Input:
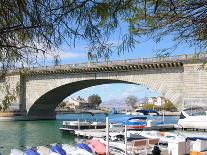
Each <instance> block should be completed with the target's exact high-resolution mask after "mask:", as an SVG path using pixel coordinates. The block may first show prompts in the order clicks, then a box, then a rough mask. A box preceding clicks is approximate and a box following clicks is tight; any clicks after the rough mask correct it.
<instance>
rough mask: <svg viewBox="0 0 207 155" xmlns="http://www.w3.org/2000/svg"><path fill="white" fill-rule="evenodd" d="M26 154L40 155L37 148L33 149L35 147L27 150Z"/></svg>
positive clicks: (26, 151)
mask: <svg viewBox="0 0 207 155" xmlns="http://www.w3.org/2000/svg"><path fill="white" fill-rule="evenodd" d="M25 154H26V155H40V154H39V153H38V152H37V149H36V148H33V147H30V148H27V149H26V151H25Z"/></svg>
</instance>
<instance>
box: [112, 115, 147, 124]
mask: <svg viewBox="0 0 207 155" xmlns="http://www.w3.org/2000/svg"><path fill="white" fill-rule="evenodd" d="M133 119H140V120H147V117H144V116H138V117H130V116H124V117H117V118H109V122H110V123H121V124H125V122H128V121H130V120H133Z"/></svg>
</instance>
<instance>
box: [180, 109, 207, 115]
mask: <svg viewBox="0 0 207 155" xmlns="http://www.w3.org/2000/svg"><path fill="white" fill-rule="evenodd" d="M184 111H185V112H186V113H187V114H188V115H190V116H201V115H206V109H204V108H202V107H194V108H188V109H185V110H184Z"/></svg>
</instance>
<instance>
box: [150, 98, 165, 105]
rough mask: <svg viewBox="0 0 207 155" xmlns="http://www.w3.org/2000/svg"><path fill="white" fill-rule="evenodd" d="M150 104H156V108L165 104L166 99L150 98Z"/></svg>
mask: <svg viewBox="0 0 207 155" xmlns="http://www.w3.org/2000/svg"><path fill="white" fill-rule="evenodd" d="M148 103H149V104H154V105H156V106H161V105H163V104H164V103H165V98H164V97H160V96H158V97H149V98H148Z"/></svg>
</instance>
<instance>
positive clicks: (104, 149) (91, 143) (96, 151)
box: [88, 139, 106, 155]
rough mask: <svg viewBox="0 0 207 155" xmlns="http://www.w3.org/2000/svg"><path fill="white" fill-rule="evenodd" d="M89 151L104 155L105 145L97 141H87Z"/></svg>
mask: <svg viewBox="0 0 207 155" xmlns="http://www.w3.org/2000/svg"><path fill="white" fill-rule="evenodd" d="M88 143H89V146H90V147H91V149H92V150H93V151H94V152H95V153H96V154H98V155H105V154H106V145H105V144H103V143H101V142H100V141H99V140H98V139H92V140H89V141H88Z"/></svg>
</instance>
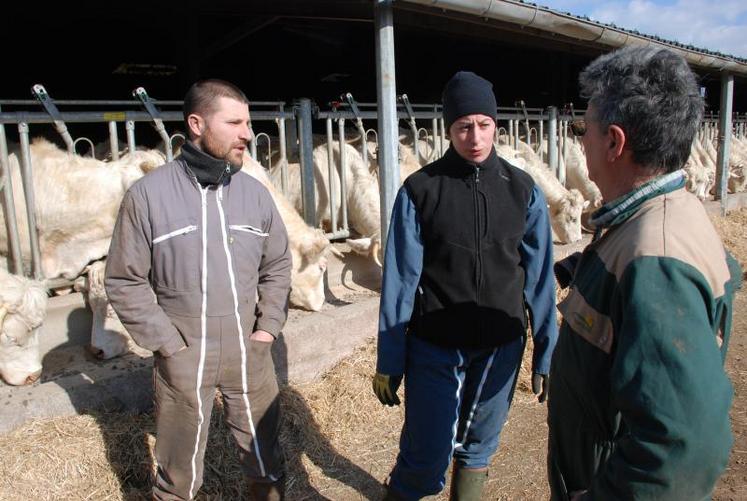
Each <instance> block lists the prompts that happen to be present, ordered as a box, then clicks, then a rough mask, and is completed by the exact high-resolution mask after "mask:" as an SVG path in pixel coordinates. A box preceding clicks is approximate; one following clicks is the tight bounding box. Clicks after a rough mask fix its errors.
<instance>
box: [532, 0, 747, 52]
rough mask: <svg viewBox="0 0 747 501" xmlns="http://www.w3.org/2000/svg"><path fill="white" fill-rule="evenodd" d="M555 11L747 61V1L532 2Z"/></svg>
mask: <svg viewBox="0 0 747 501" xmlns="http://www.w3.org/2000/svg"><path fill="white" fill-rule="evenodd" d="M531 1H532V3H536V4H538V5H544V6H546V7H550V8H552V9H554V10H559V11H562V12H570V13H571V14H574V15H577V16H588V17H589V18H591V19H593V20H594V21H599V22H602V23H612V24H614V25H615V26H618V27H620V28H625V29H629V30H637V31H639V32H641V33H644V34H646V35H657V36H659V37H661V38H665V39H667V40H673V41H676V42H680V43H683V44H688V45H694V46H696V47H698V48H701V49H708V50H711V51H716V52H721V53H723V54H728V55H732V56H737V57H742V58H747V0H531Z"/></svg>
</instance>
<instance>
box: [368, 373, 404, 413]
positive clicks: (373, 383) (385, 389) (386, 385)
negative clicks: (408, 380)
mask: <svg viewBox="0 0 747 501" xmlns="http://www.w3.org/2000/svg"><path fill="white" fill-rule="evenodd" d="M400 383H402V376H401V375H400V376H390V375H388V374H381V373H379V372H377V373H376V375H375V376H374V378H373V389H374V393H375V394H376V396H377V397H378V399H379V402H381V403H382V404H384V405H388V406H390V407H391V406H392V405H399V403H400V402H399V397H398V396H397V389H398V388H399V385H400Z"/></svg>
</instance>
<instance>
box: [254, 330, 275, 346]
mask: <svg viewBox="0 0 747 501" xmlns="http://www.w3.org/2000/svg"><path fill="white" fill-rule="evenodd" d="M249 339H251V340H252V341H261V342H263V343H272V342H273V341H275V336H273V335H272V334H270V333H269V332H267V331H262V330H258V331H254V332H252V335H251V336H249Z"/></svg>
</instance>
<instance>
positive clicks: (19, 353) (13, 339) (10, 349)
mask: <svg viewBox="0 0 747 501" xmlns="http://www.w3.org/2000/svg"><path fill="white" fill-rule="evenodd" d="M3 275H4V276H3V277H2V278H1V279H0V287H2V290H0V294H2V300H3V304H2V306H0V376H2V378H3V380H4V381H5V382H6V383H8V384H12V385H22V384H29V383H33V382H34V381H36V380H37V379H39V376H40V375H41V370H42V365H41V354H40V352H39V332H38V331H39V327H40V326H41V324H42V322H43V321H44V318H45V316H46V311H47V291H46V288H45V287H44V286H43V285H42V284H41V283H40V282H37V281H35V280H28V279H25V278H23V277H18V276H15V275H9V274H3Z"/></svg>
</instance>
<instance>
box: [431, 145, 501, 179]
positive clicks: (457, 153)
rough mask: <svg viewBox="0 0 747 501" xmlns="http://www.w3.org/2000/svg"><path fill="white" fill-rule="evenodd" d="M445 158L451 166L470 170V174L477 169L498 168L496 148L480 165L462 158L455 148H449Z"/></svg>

Task requirements:
Within the data above, pick out all lines holding the word "approximate".

Answer for this exercise:
Each <instance> block should be completed with the target's exact high-resolution mask after "mask:", as an SVG path using pixel coordinates. The block may first show prompts in the order clicks, then a box, then a rough mask. A box preceding clicks is approximate and a box following clicks is tight; any clicks after the rough mask correct it.
Each <instance> block lists the prompts that happen to be present, ordered as a box, then clicks, then a rough mask, and is completed by the exact high-resolution mask after "mask:" as an SVG path in pixel coordinates. A box preceding clicks is approximate; one following clicks is the tight bounding box. Clicks after a rough mask fix its errors.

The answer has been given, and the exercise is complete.